Lil Nas X deserves multiple Grammys, prove me wrong
Every year, there’s a song that just seems to encapsulate the cultural moment so well that it almost feels scripted, too good to be true. Last year Childish Gambino’s “This Is America,” inhabited that space, in large part due to its provocative, spellbinding video. With too many interpretations to count, the themes present in the cryptic, meticulous short film propelled the fairly simple song to both Record and Song of the Year honors at the Grammy Awards this past February. This year, the song that has most closely followed the pattern of incessant criticism and evaluation has been Lil Nas X’s newly crowned Billboard No. 1 hit “Old Town Road.”
Is this because of the depth of the song, or its accompanying video? No. Maybe it’s because of the pedigree of the artist? Most of us first heard of Lil Nas X within the last month, so that’s a hard no. Could it be the quality of the song itself? Let’s be serious, not close. Yet, the story behind this song is indicative of everything we love and loathe about art, the internet and our collective reluctance to come to terms with history, or reality for that matter.
Let’s start with a statement of fact: Lil Nas X scammed us into liking “Old Town Road.” In a piece entitled “Before ‘Old Town Road,’ Lil Nas X Was a Tweetdecker,” New York Magazine writer Brian Feldman breaks down how Lil Nas X’s Twitter account was previously the Twitter account @nasmaraj, a Nicki Minaj stan account, as well as a tweetdecking account.

■ **TASK REQUIREMENTS**: Continue the opinion piece about Lil Nas X and "Old Town Road," starting right after its last sentence.

■ **DATA EXTRACT**:
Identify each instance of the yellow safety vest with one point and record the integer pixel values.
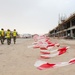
(14, 33)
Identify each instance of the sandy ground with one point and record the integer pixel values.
(18, 59)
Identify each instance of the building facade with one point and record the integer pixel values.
(64, 29)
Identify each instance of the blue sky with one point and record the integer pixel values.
(34, 16)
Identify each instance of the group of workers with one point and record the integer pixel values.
(8, 35)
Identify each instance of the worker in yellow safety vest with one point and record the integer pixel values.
(2, 36)
(8, 36)
(14, 34)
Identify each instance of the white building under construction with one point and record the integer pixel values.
(65, 29)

■ **OUTPUT BELOW**:
It’s a somewhat detailed story that should be required reading if you’re interested in why and how certain accounts can shape the online zeitgeist, but the piece sums up with this sentence: “By trafficking in memes, viral threads, engagement bait and Nicki Minaj stanning, Lil Nas X was able to create a six-digit follower base on Twitter, and it was that platform that served as a springboard for ‘Old Town Road.’” Essentially, through having a popular Twitter account, he was able to plant his song in online circles.
“Old Town Road” opens with an acoustic guitar riff, sampled from a 2008 Nine Inch Nails song. With a rustic feel, a lightly autotuned voice emerges, proudly singing about equestrian feats and the joy of rural American life. After the initial verse, a standard hip-hop beat drops, bearing all the hallmarks of the average drum pattern you’d find in near the top of the hip-hop (and increasingly pop) charts. Throwing in humorous lyrics that caricaturize both country and rap sealed the song's fate as strictly satirical.
A significant boon to his viral hopes was when the song blew up on the accursed video service TikTok. Following in the footsteps of its forebear Vine, the platform generates short videos that are soundtracked by approximately 15 seconds of any song. Once the song had a vice-like grip on the predominantly prepubescent users of TikTok, Lil Nas X was off to the races, or more precisely the Billboard country charts.
With the song seemingly peaking as a mild viral hit that approached the top of the country charts, Billboard lit a fuse by removing it from the list entirely. The move to boot the song off the charts led to a wide backlash, which resulted in a wider discussion about cultural appropriation. country music purists tied themselves in knots trying to explain how the song couldn’t count as a country song, even though thinly veiled pop tunes that graced the top 10 of the country charts made a compelling argument for more “welcoming” interpretations of the genre’s boundaries.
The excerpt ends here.